* START Provided records *

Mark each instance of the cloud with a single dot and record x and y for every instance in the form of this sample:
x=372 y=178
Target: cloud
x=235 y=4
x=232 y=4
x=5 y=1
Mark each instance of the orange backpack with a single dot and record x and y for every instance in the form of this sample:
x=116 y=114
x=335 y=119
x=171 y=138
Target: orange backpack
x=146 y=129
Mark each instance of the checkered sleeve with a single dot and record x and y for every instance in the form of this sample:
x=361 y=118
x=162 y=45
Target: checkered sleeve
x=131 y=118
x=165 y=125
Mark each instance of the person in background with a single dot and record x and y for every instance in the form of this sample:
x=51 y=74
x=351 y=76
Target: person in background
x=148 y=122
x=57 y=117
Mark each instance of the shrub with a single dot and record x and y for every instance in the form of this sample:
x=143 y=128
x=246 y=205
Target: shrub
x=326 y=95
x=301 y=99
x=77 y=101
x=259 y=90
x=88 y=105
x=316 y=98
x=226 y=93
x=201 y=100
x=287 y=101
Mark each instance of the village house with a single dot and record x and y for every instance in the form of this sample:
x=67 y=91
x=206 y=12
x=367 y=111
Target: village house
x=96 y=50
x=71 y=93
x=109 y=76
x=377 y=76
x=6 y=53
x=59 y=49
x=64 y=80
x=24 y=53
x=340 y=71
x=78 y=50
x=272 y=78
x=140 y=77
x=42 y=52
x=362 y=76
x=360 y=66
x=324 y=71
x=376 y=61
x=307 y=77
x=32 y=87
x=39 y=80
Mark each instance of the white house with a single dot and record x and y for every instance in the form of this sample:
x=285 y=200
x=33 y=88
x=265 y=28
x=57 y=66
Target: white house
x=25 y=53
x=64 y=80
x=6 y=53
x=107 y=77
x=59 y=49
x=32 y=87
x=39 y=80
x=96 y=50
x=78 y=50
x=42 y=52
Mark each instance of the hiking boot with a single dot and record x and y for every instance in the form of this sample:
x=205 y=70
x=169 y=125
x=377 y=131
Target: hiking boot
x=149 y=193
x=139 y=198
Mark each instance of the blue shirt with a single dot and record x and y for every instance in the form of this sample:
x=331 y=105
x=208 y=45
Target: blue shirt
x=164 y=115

* END Provided records *

▶ [Problem to work on]
Please rewrite all the records with every "Target" swapped for "Object" and everything else left unchanged.

▶ [Reply to the exercise]
Mark each instance of the cloud with a single dot and record x and y for every instance in the form of this sample:
x=372 y=178
Object: cloud
x=235 y=4
x=232 y=4
x=5 y=1
Mark each instance of the orange backpack with a single dot and record x and y for every instance in the form of this sample:
x=116 y=114
x=335 y=119
x=171 y=138
Object: orange backpack
x=146 y=129
Mark each instance of the checkered sleeve with a single dot and record x and y for every instance in the form of this sample:
x=361 y=118
x=162 y=45
Object: checkered sleeve
x=131 y=118
x=165 y=125
Mark each instance of the person in background with a single dot and record x and y for every instance in the form of this sample:
x=51 y=74
x=351 y=76
Object: person in background
x=148 y=122
x=57 y=117
Mark each instance of the shrub with a single dot and record x and y for every instance in the form of this sample:
x=143 y=128
x=246 y=205
Object: shrub
x=326 y=95
x=301 y=99
x=77 y=101
x=259 y=90
x=88 y=105
x=316 y=98
x=226 y=93
x=201 y=100
x=287 y=101
Mark each instance of the village house with a single dot and record x and y for every instance in the form of this sample:
x=67 y=91
x=206 y=12
x=367 y=111
Object: village house
x=96 y=50
x=71 y=93
x=109 y=76
x=377 y=76
x=6 y=53
x=59 y=49
x=64 y=80
x=24 y=53
x=340 y=71
x=78 y=50
x=272 y=78
x=140 y=77
x=42 y=52
x=362 y=76
x=360 y=66
x=324 y=71
x=376 y=61
x=307 y=77
x=32 y=87
x=39 y=80
Mark each instance of the white house with a single dot and record x and y for every instance in the form of this sample:
x=285 y=200
x=33 y=88
x=265 y=28
x=57 y=66
Object: white house
x=25 y=53
x=64 y=80
x=6 y=53
x=107 y=77
x=59 y=49
x=32 y=87
x=39 y=80
x=96 y=50
x=78 y=50
x=42 y=52
Mark each instance of the hiking boot with a single dot and record x and y for every instance in the form of this sample:
x=205 y=70
x=169 y=125
x=377 y=131
Object: hiking boot
x=149 y=193
x=139 y=198
Mark each instance of the blue shirt with a single dot and record x and y for every instance in the form of this sample:
x=331 y=105
x=208 y=45
Object: blue shirt
x=164 y=115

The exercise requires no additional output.